Task to carry out
Set down every entry once more, character for character.

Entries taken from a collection
Segment Open
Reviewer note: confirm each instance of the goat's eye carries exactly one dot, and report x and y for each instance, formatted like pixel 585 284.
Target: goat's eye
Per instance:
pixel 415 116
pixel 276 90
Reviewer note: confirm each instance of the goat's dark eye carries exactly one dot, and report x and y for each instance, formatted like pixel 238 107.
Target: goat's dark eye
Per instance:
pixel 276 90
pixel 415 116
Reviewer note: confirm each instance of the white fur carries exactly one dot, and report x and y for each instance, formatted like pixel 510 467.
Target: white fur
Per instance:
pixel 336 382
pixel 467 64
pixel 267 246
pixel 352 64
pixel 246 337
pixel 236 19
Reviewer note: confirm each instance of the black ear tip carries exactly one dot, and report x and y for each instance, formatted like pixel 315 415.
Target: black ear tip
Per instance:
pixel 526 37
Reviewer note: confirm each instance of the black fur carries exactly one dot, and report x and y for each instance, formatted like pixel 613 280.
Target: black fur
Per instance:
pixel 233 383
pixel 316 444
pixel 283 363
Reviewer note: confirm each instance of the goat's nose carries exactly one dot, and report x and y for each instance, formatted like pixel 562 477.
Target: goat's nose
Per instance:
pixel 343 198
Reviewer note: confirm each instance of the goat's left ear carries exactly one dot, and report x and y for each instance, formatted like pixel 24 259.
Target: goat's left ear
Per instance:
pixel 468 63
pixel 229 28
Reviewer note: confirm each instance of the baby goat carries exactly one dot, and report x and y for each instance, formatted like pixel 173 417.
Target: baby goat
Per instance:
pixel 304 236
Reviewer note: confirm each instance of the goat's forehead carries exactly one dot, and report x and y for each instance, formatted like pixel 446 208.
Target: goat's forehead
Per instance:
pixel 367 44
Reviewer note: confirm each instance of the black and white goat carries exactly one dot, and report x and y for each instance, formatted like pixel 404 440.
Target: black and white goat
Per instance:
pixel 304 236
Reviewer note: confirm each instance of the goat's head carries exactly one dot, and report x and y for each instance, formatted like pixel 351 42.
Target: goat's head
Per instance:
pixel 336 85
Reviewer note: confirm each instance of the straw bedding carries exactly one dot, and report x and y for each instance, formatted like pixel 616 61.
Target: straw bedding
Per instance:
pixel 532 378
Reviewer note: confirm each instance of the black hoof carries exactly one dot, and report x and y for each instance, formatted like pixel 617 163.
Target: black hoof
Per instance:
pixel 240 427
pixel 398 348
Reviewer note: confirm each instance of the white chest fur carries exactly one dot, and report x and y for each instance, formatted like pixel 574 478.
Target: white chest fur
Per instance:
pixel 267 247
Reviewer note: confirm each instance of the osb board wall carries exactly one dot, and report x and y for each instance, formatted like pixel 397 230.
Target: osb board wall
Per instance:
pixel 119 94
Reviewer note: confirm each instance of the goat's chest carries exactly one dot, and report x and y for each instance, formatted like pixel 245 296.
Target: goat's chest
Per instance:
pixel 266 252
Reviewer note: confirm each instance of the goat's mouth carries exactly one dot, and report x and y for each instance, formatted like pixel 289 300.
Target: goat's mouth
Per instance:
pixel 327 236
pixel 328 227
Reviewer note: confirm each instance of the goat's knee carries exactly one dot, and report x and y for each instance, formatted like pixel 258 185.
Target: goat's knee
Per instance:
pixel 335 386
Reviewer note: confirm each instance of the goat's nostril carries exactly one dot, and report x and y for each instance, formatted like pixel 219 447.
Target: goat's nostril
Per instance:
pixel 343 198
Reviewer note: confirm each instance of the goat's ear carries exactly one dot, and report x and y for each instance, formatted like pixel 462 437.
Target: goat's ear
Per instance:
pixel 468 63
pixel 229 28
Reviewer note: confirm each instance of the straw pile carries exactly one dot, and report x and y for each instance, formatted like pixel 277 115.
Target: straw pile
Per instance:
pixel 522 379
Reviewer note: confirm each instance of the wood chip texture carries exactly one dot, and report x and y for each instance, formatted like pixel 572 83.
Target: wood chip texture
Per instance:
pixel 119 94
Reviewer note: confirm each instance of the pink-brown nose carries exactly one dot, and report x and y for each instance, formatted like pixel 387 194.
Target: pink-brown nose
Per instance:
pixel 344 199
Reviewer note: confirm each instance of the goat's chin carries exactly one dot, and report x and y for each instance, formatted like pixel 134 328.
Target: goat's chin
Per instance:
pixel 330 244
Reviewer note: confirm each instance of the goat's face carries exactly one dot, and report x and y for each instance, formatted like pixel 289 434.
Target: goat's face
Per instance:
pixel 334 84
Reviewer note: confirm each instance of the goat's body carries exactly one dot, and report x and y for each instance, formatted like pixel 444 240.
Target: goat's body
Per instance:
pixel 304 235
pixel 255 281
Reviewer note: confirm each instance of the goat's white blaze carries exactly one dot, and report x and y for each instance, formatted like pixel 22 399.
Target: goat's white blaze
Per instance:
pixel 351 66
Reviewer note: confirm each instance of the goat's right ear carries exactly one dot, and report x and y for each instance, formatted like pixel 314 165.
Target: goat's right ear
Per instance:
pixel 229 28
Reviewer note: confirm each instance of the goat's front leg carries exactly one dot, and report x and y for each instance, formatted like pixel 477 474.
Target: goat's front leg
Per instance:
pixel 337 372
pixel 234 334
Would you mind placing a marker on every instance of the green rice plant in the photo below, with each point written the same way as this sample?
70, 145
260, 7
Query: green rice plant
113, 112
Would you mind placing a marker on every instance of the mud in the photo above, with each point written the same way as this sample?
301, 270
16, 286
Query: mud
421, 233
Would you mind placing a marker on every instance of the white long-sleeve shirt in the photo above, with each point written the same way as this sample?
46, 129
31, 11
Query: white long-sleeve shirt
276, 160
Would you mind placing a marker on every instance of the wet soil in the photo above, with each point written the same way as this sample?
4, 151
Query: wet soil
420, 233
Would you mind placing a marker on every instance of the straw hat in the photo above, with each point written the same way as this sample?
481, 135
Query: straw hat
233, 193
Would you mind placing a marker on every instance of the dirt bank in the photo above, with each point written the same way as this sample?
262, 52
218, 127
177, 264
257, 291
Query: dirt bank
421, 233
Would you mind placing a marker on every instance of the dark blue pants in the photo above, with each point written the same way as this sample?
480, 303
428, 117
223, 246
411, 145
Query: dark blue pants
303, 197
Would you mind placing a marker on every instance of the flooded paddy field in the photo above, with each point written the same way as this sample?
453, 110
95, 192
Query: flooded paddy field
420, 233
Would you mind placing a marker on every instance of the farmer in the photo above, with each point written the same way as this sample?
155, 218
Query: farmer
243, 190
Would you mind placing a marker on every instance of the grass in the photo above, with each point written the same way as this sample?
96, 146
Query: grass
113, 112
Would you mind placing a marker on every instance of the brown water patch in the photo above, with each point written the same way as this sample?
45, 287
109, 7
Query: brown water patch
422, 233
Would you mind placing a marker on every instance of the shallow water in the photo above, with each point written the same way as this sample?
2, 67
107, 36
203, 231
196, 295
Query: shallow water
Segment Closed
Written answer
Reviewer note: confirm each instance of the goat's eye carries exactly one dot, and report x and y for each instance, formatted like pixel 585 284.
Target: goat's eye
Per instance:
pixel 415 116
pixel 276 90
Reviewer note: confirm each instance of the goat's dark eye carries exactly one dot, and report x and y for each instance, formatted like pixel 238 107.
Target: goat's dark eye
Per instance:
pixel 276 90
pixel 415 116
Reviewer note: confirm each instance of the white fur carries exactly one dot, and report x and y for each instance, formatted like pixel 510 467.
Target: white fur
Per instance:
pixel 336 382
pixel 467 64
pixel 267 246
pixel 352 64
pixel 246 337
pixel 236 19
Reviewer note: confirm each instance of the black ear tip carries exactly one dot, and report x and y for each instance, formatted like pixel 315 415.
Target: black ear tip
Per instance:
pixel 526 37
Reviewer note: confirm each instance of the black fur carries exactly one dot, and report x and y for each instance, formatted like pixel 613 280.
Target: black fur
Per instance:
pixel 233 383
pixel 316 444
pixel 283 363
Reviewer note: confirm each instance of the goat's nose carries exactly one dot, and report x and y for each instance, formatted like pixel 562 477.
Target: goat's nose
Per instance:
pixel 343 198
Reviewer note: confirm each instance of the goat's left ear carries exactly one dot, and report x and y for each instance, formatted like pixel 24 259.
Target: goat's left ear
Per instance:
pixel 468 63
pixel 229 28
Reviewer note: confirm each instance of the baby goat carries exactly one dot, and report x and y for each instance, formatted like pixel 173 417.
Target: baby goat
Per instance:
pixel 304 236
Reviewer note: confirm each instance of the goat's forehead carries exactly one dot, and report x and y for each instance, formatted like pixel 446 208.
Target: goat's forehead
Per instance:
pixel 367 44
Reviewer note: confirm each instance of the black and white goat carries exactly one dot, and report x and y for each instance, formatted like pixel 404 440.
Target: black and white goat
Per instance:
pixel 304 236
Reviewer note: confirm each instance of the goat's head carries exactly one dot, and report x and y for each instance, formatted like pixel 351 42.
Target: goat's head
Per instance:
pixel 336 85
Reviewer note: confirm each instance of the straw bedding carries exactly one dot, and report x and y for each instance, formatted like pixel 616 61.
Target: straw bedding
Per instance:
pixel 532 378
Reviewer note: confirm each instance of the black hoof carries exactly one dot, and report x and y for each instance, formatted like pixel 617 163.
Target: black hoof
Per instance:
pixel 240 427
pixel 398 348
Reviewer note: confirm each instance of the white chest fur carries exactly one dot, and report x and y for each instance, formatted like pixel 574 478.
Target: white chest fur
Per instance:
pixel 267 247
Reviewer note: confirm each instance of the osb board wall carries exactly one dot, and report x and y for each instance, formatted like pixel 397 230.
Target: osb board wall
Per instance:
pixel 119 94
Reviewer note: confirm each instance of the goat's chest carries exactly one dot, and report x and y for each instance, formatted like pixel 245 296.
Target: goat's chest
Per instance:
pixel 266 252
Reviewer note: confirm each instance of the goat's mouth carries exactly one dot, and report x and y for each instance, formatted like pixel 289 300.
Target: goat's mouth
Per instance:
pixel 327 236
pixel 328 227
Reviewer note: confirm each instance of the goat's knee carries exactly one dot, and report x and y for each instance, formatted like pixel 258 185.
Target: goat's knee
Per instance:
pixel 335 386
Reviewer note: confirm each instance of the goat's nostril carries exactly one dot, and report x and y for each instance, formatted like pixel 219 447.
Target: goat's nostril
Per instance:
pixel 343 198
Reviewer note: confirm each instance of the goat's ear carries exactly one dot, and report x and y for each instance, formatted like pixel 462 437.
Target: goat's ear
Per instance:
pixel 468 63
pixel 229 28
Reviewer note: confirm each instance of the straw pile carries exactly one dot, and report x and y for each instance, formatted like pixel 277 115.
Target: straw pile
Per instance:
pixel 522 379
Reviewer note: confirm each instance of the wood chip texture carries exactly one dot, and report x and y for each instance, formatted like pixel 572 83.
Target: wood chip texture
Per instance:
pixel 119 94
Reviewer note: confirm each instance of the pink-brown nose carries exactly one dot, and report x and y for each instance, formatted like pixel 387 194.
Target: pink-brown nose
Per instance:
pixel 344 199
Reviewer note: confirm each instance of the goat's chin carries exactly one dot, and report x and y for each instance, formatted like pixel 134 328.
Target: goat's chin
Per instance:
pixel 330 244
Reviewer note: confirm each instance of the goat's face carries exactly one dot, and report x and y for each instance, formatted like pixel 289 434.
Target: goat's face
Per instance:
pixel 334 84
Reviewer note: confirm each instance of the goat's body carries exactly one dot, and report x and y for each instance, formatted like pixel 444 240.
Target: goat's body
Per instance:
pixel 304 235
pixel 255 281
Reviewer note: confirm each instance of the goat's white blaze carries exactly one dot, and report x and y for each instance, formatted like pixel 22 399.
Target: goat's white blaze
Per instance:
pixel 351 66
Reviewer note: confirm each instance of the goat's right ear carries exactly one dot, and report x and y for each instance, formatted like pixel 314 165.
Target: goat's right ear
Per instance:
pixel 229 28
Reviewer note: confirm each instance of the goat's front leg carries exactly one dot, and report x and y for each instance, formatted like pixel 477 474.
Target: goat's front leg
Per instance:
pixel 337 372
pixel 234 334
Would you mind placing a marker on every instance of the green rice plant in the photo below, with each point written the same way as this sample?
70, 145
260, 7
Query: green rice plant
113, 112
Would you mind placing a marker on every instance of the mud in the photo above, with each point written the same way as this sample?
301, 270
16, 286
Query: mud
421, 233
Would you mind placing a marker on every instance of the white long-sleeve shirt in the photo above, with each point written the same way as this sample?
46, 129
31, 11
Query: white long-sleeve shirt
276, 160
Would you mind placing a marker on every instance of the wet soil in the photo above, with each point written the same way as this sample?
4, 151
Query: wet soil
420, 233
Would you mind placing a marker on every instance of the straw hat in the photo above, with each point written the same way as this sample?
481, 135
Query: straw hat
233, 193
Would you mind placing a marker on every instance of the dirt bank in the photo above, with each point written the same way as this sample?
262, 52
218, 127
177, 264
257, 291
Query: dirt bank
421, 233
Would you mind placing a marker on every instance of the dark blue pants in the photo above, with each point written the same way as this sample?
480, 303
428, 117
223, 246
411, 145
Query: dark blue pants
303, 197
Would you mind placing a marker on every instance of the flooded paddy field in the photo above, with each point written the same way as this sample?
453, 110
95, 192
Query: flooded paddy field
420, 233
Would you mind placing a marker on every instance of the farmer in the photo above, with each point written the same way as this sample?
155, 218
Query: farmer
243, 190
Would you mind placing a marker on every instance of the grass in the photo above, with each point written the same way as this sample?
96, 146
Query: grass
113, 112
Would you mind placing a marker on every instance of the brown water patch in the photo above, with each point written the same way as this sample?
45, 287
109, 7
Query: brown water patch
422, 233
Would you mind placing a marker on every instance of the shallow water in the photo above, with each point written the same way as this sample?
2, 67
107, 36
203, 231
196, 295
Query: shallow water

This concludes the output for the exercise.